**What this task involves**
Copy the material below word for word, starting at the line that contains "Guideline: for every instance of the thick" and ending with the last line of the material.

**Data for this exercise**
++++

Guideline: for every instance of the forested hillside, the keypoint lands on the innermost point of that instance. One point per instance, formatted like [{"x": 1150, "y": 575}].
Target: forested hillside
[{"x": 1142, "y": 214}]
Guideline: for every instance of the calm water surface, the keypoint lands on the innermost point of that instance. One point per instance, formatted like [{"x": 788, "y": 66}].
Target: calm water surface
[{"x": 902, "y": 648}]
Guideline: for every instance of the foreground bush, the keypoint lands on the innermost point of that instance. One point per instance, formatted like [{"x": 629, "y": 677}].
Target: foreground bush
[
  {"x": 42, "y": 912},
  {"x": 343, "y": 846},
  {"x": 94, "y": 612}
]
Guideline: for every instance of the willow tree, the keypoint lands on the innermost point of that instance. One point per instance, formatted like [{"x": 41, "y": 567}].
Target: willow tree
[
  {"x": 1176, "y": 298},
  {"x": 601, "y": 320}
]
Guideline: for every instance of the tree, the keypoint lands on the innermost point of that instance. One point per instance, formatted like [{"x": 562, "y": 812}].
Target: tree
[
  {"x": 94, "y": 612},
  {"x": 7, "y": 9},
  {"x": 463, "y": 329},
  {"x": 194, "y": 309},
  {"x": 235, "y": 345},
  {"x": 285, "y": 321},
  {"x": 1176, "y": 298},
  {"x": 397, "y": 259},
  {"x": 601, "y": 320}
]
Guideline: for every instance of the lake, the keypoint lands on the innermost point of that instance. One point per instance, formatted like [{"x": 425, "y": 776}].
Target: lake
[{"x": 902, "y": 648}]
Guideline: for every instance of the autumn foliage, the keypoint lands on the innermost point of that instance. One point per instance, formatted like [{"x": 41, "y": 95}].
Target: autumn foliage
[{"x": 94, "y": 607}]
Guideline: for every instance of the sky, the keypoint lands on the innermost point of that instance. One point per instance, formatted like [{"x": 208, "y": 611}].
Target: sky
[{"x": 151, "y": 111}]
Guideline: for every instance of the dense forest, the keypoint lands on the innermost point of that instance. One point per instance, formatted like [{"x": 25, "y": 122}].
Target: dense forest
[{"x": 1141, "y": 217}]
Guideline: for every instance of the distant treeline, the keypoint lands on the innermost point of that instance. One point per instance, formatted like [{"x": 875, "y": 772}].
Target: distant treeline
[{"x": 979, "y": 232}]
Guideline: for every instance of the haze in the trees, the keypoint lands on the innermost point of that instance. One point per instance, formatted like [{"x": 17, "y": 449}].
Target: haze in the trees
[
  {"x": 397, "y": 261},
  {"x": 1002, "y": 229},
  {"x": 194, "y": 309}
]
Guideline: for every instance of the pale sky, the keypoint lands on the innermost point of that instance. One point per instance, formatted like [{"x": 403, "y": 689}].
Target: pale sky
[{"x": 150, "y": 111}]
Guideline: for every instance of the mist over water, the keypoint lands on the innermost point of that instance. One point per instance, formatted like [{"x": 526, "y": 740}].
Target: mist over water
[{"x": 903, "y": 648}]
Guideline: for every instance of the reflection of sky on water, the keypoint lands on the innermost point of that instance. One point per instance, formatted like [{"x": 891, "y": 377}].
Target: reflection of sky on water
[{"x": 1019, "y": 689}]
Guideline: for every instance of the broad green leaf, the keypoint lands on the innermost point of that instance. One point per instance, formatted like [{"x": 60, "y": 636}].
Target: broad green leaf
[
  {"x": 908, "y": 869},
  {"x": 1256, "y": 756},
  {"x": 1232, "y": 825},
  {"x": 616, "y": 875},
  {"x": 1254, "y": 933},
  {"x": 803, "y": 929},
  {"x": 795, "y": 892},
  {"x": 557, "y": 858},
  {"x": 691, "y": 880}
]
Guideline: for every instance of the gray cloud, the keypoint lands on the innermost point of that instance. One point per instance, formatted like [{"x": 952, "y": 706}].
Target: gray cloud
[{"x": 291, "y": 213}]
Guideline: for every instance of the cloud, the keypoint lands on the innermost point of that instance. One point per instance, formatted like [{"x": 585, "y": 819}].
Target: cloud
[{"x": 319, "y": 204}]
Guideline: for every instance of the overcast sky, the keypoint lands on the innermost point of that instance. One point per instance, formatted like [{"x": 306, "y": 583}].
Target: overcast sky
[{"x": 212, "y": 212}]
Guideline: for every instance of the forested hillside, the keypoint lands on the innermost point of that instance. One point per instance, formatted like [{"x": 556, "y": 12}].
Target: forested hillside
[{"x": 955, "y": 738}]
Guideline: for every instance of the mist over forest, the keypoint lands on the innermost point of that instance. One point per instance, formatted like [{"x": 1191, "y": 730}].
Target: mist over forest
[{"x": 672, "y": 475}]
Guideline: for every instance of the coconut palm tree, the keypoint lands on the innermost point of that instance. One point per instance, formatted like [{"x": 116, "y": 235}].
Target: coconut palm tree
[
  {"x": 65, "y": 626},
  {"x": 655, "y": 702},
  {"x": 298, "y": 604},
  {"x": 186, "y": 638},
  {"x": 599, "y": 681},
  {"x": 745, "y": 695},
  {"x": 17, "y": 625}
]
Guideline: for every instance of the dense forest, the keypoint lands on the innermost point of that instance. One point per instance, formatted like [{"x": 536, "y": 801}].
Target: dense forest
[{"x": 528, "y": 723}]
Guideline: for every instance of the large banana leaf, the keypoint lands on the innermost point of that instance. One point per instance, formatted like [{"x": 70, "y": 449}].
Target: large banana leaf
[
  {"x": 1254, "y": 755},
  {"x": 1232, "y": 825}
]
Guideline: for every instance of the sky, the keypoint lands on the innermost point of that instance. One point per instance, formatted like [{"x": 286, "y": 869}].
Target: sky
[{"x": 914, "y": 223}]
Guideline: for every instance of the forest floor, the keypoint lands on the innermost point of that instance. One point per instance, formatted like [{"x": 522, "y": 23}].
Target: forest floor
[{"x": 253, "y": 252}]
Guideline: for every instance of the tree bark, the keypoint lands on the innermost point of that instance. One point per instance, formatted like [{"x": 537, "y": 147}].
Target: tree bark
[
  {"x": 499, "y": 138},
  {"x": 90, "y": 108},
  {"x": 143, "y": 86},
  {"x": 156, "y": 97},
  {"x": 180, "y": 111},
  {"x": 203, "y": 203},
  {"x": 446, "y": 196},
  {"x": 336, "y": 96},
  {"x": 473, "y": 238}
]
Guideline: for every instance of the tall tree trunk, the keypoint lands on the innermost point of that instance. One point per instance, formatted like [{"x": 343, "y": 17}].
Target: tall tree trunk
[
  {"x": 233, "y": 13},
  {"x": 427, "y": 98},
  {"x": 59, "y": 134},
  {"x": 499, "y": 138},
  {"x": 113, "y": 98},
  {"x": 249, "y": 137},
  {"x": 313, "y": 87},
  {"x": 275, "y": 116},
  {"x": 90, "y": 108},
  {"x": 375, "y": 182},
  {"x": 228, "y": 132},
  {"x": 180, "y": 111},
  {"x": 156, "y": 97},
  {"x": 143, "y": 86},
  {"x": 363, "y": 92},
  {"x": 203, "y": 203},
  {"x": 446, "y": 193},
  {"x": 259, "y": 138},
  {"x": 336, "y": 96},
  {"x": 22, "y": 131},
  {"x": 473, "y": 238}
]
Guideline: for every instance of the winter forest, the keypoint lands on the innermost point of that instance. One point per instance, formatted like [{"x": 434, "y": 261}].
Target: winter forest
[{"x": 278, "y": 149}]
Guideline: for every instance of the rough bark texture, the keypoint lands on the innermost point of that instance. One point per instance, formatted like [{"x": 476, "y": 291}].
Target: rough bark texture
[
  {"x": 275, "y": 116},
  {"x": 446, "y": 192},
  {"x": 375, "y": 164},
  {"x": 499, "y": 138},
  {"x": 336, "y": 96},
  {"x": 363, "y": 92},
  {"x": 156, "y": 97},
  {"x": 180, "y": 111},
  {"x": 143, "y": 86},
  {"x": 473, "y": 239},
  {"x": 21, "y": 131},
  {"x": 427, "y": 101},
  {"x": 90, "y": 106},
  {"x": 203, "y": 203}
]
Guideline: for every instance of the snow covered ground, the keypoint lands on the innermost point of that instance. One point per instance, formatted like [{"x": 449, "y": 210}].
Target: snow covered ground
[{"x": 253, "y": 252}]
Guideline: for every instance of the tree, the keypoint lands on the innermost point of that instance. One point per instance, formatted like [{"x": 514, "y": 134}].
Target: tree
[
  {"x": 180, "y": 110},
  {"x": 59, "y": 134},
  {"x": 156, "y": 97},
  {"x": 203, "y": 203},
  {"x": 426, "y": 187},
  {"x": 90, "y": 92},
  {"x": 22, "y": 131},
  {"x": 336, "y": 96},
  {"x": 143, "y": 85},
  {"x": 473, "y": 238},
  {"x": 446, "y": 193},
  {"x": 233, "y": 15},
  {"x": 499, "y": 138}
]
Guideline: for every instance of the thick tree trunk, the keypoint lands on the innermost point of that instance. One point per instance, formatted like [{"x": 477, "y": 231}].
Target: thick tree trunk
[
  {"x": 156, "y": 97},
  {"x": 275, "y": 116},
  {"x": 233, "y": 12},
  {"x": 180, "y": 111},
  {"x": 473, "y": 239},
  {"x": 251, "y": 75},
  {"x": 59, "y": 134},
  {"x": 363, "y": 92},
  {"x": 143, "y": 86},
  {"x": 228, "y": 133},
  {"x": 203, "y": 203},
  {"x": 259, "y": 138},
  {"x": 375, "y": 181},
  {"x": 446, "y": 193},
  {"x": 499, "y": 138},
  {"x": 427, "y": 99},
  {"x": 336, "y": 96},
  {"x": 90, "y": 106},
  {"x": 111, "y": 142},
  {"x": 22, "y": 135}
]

++++

**Written answer**
Guideline: for every instance of the thick tree trunk, the keypoint lands on the innermost point of that instance. One point per instance, formatted like [{"x": 477, "y": 231}].
Target: thick tree trunk
[
  {"x": 156, "y": 97},
  {"x": 275, "y": 116},
  {"x": 233, "y": 12},
  {"x": 180, "y": 111},
  {"x": 473, "y": 239},
  {"x": 251, "y": 75},
  {"x": 59, "y": 134},
  {"x": 363, "y": 92},
  {"x": 143, "y": 86},
  {"x": 228, "y": 133},
  {"x": 203, "y": 203},
  {"x": 259, "y": 138},
  {"x": 375, "y": 181},
  {"x": 446, "y": 193},
  {"x": 499, "y": 138},
  {"x": 427, "y": 99},
  {"x": 336, "y": 96},
  {"x": 90, "y": 106},
  {"x": 111, "y": 142},
  {"x": 22, "y": 135}
]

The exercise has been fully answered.